■ YOUR ASSIGNMENT: Output only the lines below from the one containing "# test: put a marker on the dried flower" to the one containing "# test: put a marker on the floral", exactly as written, both ends kept.

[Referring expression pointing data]
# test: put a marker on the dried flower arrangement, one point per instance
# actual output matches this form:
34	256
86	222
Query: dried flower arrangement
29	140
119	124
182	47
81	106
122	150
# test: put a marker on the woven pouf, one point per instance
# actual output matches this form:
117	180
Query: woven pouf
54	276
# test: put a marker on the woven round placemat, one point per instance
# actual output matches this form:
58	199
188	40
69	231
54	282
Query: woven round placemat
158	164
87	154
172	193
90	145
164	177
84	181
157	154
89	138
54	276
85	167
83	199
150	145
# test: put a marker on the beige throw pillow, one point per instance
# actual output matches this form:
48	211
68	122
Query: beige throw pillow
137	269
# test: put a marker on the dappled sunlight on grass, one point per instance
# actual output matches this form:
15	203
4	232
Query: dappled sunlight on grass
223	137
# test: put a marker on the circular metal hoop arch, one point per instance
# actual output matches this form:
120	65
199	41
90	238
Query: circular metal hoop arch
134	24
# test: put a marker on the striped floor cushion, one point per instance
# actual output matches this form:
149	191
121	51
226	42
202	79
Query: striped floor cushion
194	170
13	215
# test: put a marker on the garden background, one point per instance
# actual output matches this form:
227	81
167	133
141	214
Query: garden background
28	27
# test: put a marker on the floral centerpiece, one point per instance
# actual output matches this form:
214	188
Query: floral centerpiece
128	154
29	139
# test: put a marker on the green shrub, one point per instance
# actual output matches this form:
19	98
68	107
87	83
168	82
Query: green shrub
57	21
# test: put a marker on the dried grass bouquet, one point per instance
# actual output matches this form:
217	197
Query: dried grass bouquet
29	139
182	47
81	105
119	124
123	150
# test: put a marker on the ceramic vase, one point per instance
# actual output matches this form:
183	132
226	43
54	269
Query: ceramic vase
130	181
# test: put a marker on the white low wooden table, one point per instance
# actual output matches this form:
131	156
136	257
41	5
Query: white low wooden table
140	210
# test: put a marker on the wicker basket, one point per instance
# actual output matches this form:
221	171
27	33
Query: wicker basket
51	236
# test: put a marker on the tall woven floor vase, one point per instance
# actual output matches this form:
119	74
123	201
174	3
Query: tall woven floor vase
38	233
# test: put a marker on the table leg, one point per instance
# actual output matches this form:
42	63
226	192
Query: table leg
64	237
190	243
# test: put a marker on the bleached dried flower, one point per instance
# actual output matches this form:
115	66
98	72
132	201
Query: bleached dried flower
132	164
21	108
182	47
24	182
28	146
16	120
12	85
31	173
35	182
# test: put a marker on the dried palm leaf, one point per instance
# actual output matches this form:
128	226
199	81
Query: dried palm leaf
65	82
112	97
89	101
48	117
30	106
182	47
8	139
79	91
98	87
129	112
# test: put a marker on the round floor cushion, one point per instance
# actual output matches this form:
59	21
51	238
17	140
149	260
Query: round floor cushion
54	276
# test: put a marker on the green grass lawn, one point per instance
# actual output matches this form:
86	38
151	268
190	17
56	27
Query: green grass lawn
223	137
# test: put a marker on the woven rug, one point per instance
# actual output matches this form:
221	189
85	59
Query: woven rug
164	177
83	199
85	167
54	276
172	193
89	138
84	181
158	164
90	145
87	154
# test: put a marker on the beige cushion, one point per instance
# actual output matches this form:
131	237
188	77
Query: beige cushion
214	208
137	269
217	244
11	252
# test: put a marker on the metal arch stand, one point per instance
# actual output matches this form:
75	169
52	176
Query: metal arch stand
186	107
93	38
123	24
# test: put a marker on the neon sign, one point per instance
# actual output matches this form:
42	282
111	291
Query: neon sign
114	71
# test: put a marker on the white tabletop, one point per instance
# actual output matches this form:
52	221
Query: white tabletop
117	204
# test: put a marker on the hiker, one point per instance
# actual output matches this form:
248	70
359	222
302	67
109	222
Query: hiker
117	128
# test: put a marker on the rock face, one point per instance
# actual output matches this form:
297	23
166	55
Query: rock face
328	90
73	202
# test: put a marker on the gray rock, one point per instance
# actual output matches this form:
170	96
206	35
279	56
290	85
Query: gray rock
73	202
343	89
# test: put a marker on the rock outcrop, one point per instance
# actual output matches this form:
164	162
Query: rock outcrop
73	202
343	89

...

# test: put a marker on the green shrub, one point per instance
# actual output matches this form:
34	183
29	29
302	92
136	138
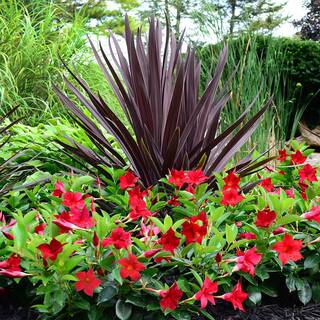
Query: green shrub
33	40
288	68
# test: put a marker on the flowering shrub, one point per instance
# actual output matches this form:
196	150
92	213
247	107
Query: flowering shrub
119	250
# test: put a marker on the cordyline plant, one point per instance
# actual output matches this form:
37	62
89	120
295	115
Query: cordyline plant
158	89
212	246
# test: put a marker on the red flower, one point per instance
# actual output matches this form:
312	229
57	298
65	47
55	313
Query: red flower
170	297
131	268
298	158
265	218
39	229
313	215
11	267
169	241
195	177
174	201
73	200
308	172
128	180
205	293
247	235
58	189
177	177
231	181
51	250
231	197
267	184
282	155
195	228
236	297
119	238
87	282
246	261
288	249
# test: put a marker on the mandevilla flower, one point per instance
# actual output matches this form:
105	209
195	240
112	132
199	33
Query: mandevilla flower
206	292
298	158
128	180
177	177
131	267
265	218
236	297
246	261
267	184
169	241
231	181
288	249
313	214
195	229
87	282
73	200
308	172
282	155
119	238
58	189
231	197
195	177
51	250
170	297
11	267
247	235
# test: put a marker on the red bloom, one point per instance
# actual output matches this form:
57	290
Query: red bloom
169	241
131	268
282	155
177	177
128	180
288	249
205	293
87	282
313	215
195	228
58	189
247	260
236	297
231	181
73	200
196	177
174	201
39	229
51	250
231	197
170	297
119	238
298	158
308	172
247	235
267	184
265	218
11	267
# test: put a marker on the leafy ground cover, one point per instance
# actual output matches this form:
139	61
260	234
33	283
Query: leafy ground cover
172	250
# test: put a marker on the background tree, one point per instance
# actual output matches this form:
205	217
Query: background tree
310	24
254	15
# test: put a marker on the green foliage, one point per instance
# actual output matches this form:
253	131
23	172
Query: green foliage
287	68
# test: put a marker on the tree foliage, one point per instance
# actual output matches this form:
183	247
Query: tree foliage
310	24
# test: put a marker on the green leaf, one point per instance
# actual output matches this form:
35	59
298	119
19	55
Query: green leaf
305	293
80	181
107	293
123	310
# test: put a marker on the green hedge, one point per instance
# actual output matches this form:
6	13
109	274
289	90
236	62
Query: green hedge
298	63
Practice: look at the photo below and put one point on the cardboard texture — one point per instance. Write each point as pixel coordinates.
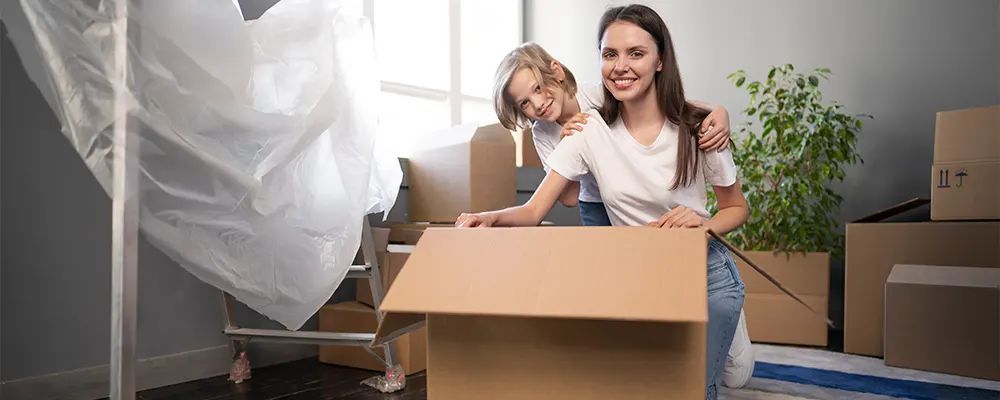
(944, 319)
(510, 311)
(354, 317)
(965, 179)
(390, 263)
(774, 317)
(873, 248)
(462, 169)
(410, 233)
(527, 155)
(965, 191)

--

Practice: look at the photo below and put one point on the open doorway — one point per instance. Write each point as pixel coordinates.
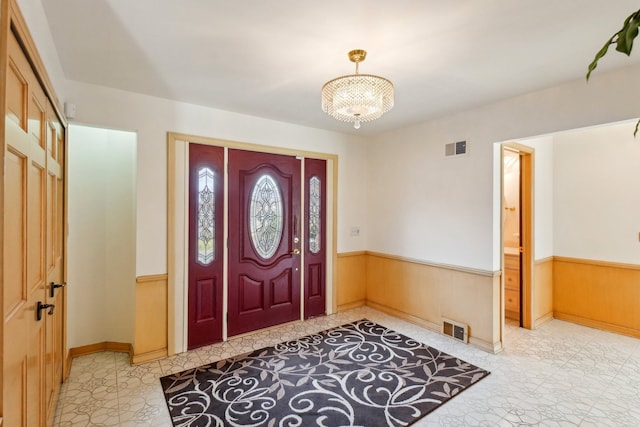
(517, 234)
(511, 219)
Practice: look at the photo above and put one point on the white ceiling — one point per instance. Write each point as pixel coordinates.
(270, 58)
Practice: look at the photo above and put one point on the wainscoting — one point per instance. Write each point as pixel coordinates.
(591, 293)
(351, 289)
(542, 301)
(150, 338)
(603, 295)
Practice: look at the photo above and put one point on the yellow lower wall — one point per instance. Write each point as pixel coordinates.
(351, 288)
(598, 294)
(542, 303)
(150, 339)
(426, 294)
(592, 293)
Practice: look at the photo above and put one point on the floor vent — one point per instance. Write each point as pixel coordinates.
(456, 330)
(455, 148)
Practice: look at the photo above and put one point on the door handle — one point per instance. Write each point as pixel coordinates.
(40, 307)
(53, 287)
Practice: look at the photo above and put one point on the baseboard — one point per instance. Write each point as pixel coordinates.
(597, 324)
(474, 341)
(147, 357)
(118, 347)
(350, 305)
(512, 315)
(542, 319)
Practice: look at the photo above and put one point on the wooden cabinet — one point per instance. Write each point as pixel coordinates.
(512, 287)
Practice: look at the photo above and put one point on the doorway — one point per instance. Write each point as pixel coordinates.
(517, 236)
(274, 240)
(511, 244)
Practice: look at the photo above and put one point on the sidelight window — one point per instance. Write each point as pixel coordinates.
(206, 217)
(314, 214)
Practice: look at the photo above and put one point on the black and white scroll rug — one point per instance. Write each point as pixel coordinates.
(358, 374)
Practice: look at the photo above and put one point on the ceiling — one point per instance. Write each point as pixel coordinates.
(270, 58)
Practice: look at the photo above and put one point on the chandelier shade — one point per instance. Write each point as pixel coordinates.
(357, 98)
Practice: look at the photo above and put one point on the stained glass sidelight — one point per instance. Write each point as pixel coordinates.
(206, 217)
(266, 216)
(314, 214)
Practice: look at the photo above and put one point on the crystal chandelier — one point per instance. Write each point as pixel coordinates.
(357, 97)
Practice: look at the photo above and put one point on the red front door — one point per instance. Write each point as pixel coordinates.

■ ANSWER SECTION:
# test: put a marker on the dried flower arrangement, one point per instance
# actual output matches this form:
34	256
86	222
Query: dried flower arrangement
29	140
119	124
182	47
81	106
122	150
# test: put a marker on the woven pouf, one point per instance
# actual output matches this form:
117	180
Query: woven pouf
54	276
# test: put a marker on the woven round placemat, one point per instance
# actual output matches this form:
58	199
188	40
69	231
54	282
Query: woven round placemat
158	164
87	154
172	193
90	145
164	177
84	181
157	154
89	138
54	276
85	167
83	199
150	145
# test: put a marker on the beige throw pillow, one point per instance
# actual output matches this form:
48	211
68	122
Query: beige throw pillow
137	269
# test: put a marker on the dappled sunlight on grass, one point per instance
# actual output matches this form:
15	203
4	232
Query: dappled sunlight on grass
223	137
# test: put a marker on the circular metal hoop arch, one point per instance
# actual output matches this form:
120	65
199	41
90	238
Query: circular metal hoop arch
134	24
# test: put a marker on the striped floor cushion, one point per instance
# actual output matches this form:
149	191
121	51
226	42
202	79
Query: striped floor cushion
194	170
13	215
# test: put a marker on the garden background, one point per instance
# actual output matches this form:
227	81
167	133
141	214
Query: garden background
28	27
# test: put a marker on the floral centerpiece, one point per instance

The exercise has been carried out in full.